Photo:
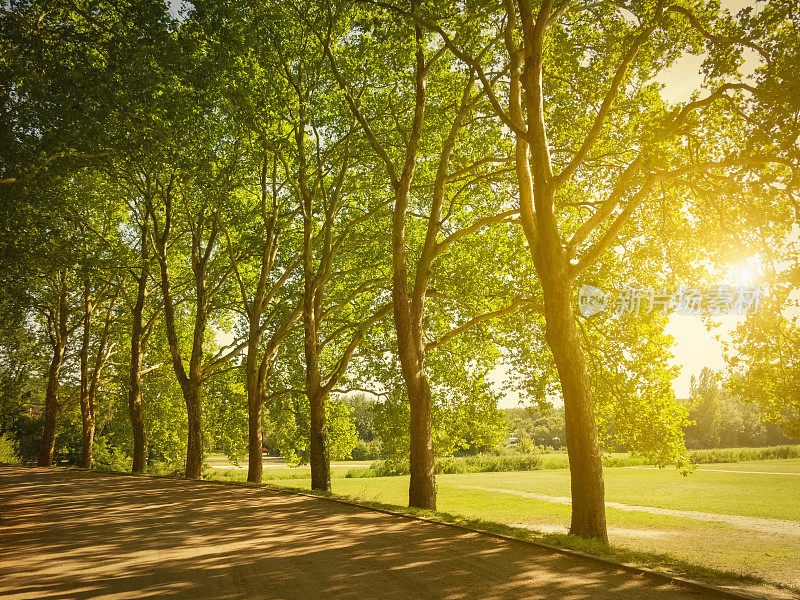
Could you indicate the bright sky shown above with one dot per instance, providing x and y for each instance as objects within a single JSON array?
[{"x": 695, "y": 347}]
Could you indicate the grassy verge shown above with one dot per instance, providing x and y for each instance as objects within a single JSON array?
[
  {"x": 660, "y": 561},
  {"x": 729, "y": 455},
  {"x": 508, "y": 462},
  {"x": 502, "y": 502}
]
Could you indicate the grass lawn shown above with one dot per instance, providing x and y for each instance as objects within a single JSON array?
[{"x": 720, "y": 546}]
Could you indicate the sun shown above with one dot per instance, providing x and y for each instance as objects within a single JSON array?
[{"x": 746, "y": 272}]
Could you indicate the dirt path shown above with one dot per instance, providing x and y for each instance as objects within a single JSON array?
[
  {"x": 779, "y": 526},
  {"x": 73, "y": 535}
]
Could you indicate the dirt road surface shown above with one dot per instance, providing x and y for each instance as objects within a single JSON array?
[{"x": 69, "y": 535}]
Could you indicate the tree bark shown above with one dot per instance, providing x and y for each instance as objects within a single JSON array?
[
  {"x": 422, "y": 486},
  {"x": 87, "y": 420},
  {"x": 194, "y": 445},
  {"x": 47, "y": 446},
  {"x": 58, "y": 332},
  {"x": 320, "y": 458},
  {"x": 254, "y": 439},
  {"x": 137, "y": 347},
  {"x": 191, "y": 382},
  {"x": 586, "y": 470}
]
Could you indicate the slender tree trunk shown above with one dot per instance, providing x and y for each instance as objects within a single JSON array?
[
  {"x": 194, "y": 445},
  {"x": 586, "y": 471},
  {"x": 422, "y": 486},
  {"x": 255, "y": 402},
  {"x": 135, "y": 379},
  {"x": 255, "y": 439},
  {"x": 87, "y": 425},
  {"x": 47, "y": 446},
  {"x": 320, "y": 458}
]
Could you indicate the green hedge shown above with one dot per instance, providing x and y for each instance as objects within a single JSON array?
[{"x": 484, "y": 463}]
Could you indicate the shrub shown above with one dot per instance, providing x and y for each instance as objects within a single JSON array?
[{"x": 7, "y": 453}]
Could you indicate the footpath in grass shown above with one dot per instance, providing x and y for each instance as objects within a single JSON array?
[{"x": 671, "y": 540}]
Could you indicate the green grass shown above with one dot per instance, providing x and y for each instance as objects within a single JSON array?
[
  {"x": 513, "y": 461},
  {"x": 728, "y": 455}
]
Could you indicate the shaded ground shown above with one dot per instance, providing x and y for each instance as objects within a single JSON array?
[
  {"x": 72, "y": 534},
  {"x": 771, "y": 526}
]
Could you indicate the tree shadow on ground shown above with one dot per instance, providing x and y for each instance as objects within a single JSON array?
[{"x": 75, "y": 534}]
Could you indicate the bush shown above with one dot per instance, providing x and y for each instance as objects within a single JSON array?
[
  {"x": 366, "y": 450},
  {"x": 7, "y": 453},
  {"x": 724, "y": 455},
  {"x": 107, "y": 457}
]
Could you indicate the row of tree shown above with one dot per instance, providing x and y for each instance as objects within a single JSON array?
[{"x": 295, "y": 199}]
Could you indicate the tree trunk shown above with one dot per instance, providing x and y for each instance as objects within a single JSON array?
[
  {"x": 194, "y": 445},
  {"x": 87, "y": 424},
  {"x": 137, "y": 346},
  {"x": 320, "y": 459},
  {"x": 47, "y": 446},
  {"x": 254, "y": 439},
  {"x": 586, "y": 470},
  {"x": 422, "y": 486}
]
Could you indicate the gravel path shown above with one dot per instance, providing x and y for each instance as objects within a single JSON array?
[
  {"x": 779, "y": 526},
  {"x": 75, "y": 535}
]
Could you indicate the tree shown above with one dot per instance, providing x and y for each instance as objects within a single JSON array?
[
  {"x": 584, "y": 177},
  {"x": 446, "y": 152}
]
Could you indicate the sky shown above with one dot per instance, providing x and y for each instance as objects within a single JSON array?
[{"x": 695, "y": 346}]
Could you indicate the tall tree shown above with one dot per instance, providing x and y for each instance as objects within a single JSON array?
[{"x": 621, "y": 158}]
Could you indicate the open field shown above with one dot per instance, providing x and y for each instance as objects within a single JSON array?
[{"x": 745, "y": 517}]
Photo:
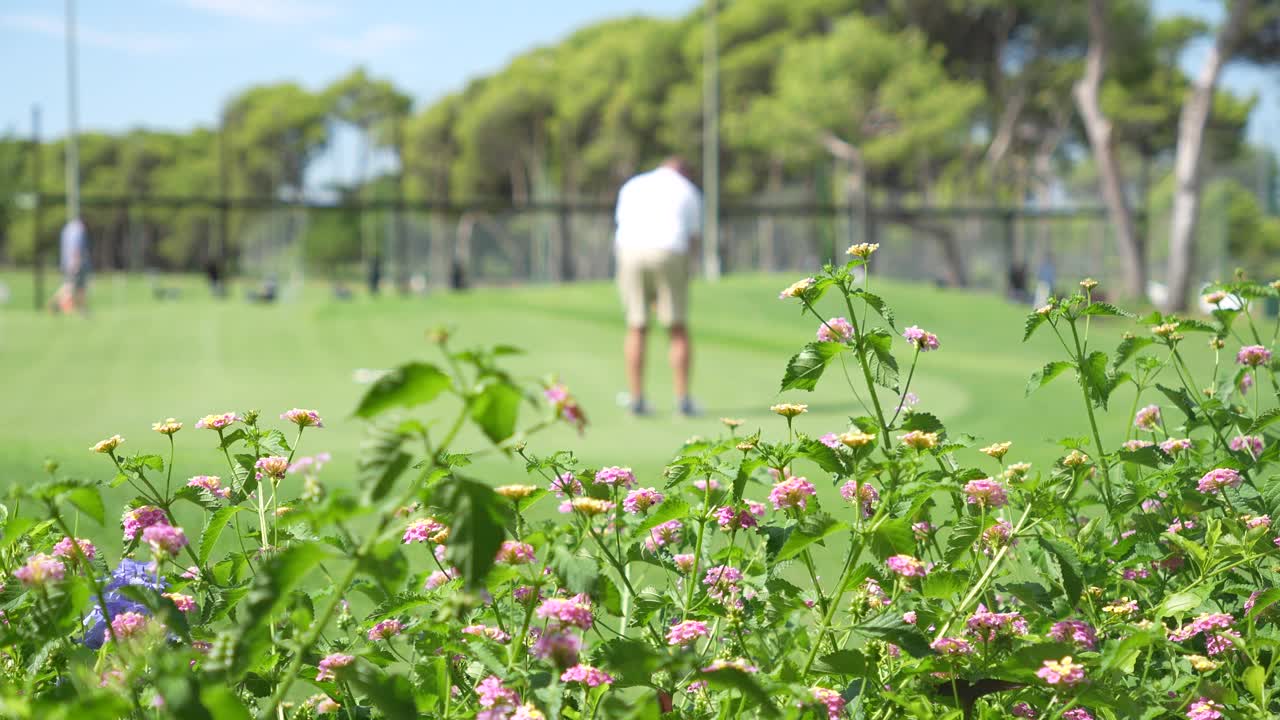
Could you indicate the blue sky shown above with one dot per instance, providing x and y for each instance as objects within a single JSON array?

━━━

DIRECTIONS FOR THIS TASK ▸
Write out the lines from the one containing "Could you indicate the tree trunk" through the last line, changing every "indicate" to "mark" and keeping everything else the same. Leave out the pictures.

WORKED SOLUTION ▸
Could you mark the tree trunk shown above with one dot per instance, providing x and y for each instance as objects within a single JSON array?
[
  {"x": 194, "y": 445},
  {"x": 87, "y": 424},
  {"x": 137, "y": 346},
  {"x": 320, "y": 459},
  {"x": 47, "y": 446},
  {"x": 254, "y": 439},
  {"x": 586, "y": 470},
  {"x": 422, "y": 486}
]
Could you mark the gravel path shown above with one dot per instance, providing x and y for each instance as objects within a single JSON array?
[
  {"x": 779, "y": 526},
  {"x": 75, "y": 535}
]
Could you mark the tree shown above with one dot per instance, providing x and y for each instance as objects within a single JSON array?
[
  {"x": 584, "y": 177},
  {"x": 446, "y": 152}
]
Could you mark the sky shown above with one dot per instance, providing x and y for each instance as objects within a single JSON array?
[{"x": 695, "y": 346}]
Could you mark the tall tree shown above with one dot per instance, providing x and y for each instance as objects within a single JSON array?
[{"x": 621, "y": 158}]
Could you mark the open field shown above with one dot per instance, providing x and y for each instance as objects within a single JSON array?
[{"x": 745, "y": 517}]
Photo:
Could you mark the blue sky shown above with one dot per instance, providing x and y for each instance as objects within a single JSON array?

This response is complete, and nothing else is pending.